What this task involves: Scan the entries below for the word "query". Copy out every line in which it occurs.

Data supplied:

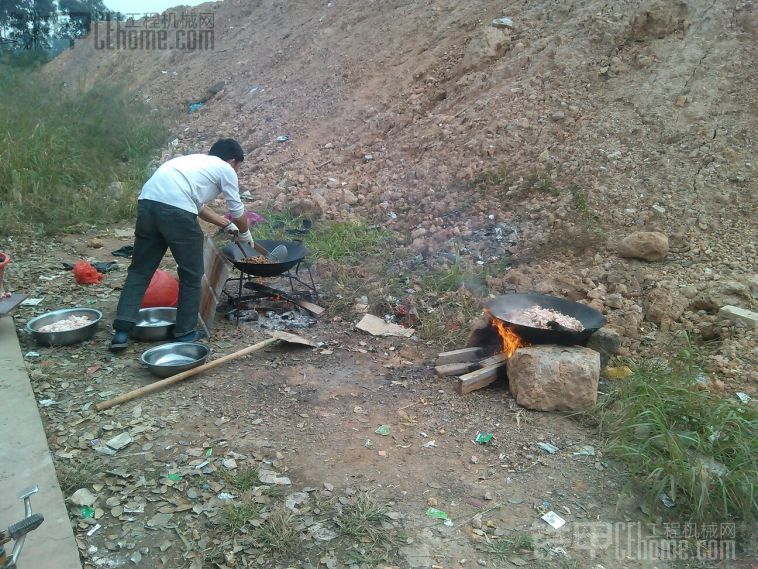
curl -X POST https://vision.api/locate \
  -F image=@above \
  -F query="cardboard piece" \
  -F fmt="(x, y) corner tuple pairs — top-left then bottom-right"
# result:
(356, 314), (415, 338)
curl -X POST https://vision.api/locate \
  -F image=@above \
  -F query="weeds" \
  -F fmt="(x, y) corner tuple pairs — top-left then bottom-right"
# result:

==

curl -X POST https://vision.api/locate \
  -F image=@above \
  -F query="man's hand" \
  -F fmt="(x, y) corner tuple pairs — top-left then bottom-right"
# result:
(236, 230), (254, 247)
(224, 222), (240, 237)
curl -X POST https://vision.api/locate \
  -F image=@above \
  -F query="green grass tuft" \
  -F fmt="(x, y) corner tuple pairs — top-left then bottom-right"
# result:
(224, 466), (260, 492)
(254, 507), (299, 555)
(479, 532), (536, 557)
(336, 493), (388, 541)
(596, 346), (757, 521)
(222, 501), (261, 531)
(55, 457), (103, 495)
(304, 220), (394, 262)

Result of the task:
  -F query="cardboard piece" \
  -F query="weeds" \
  -F query="man's hand" \
  -F query="green grass tuft" \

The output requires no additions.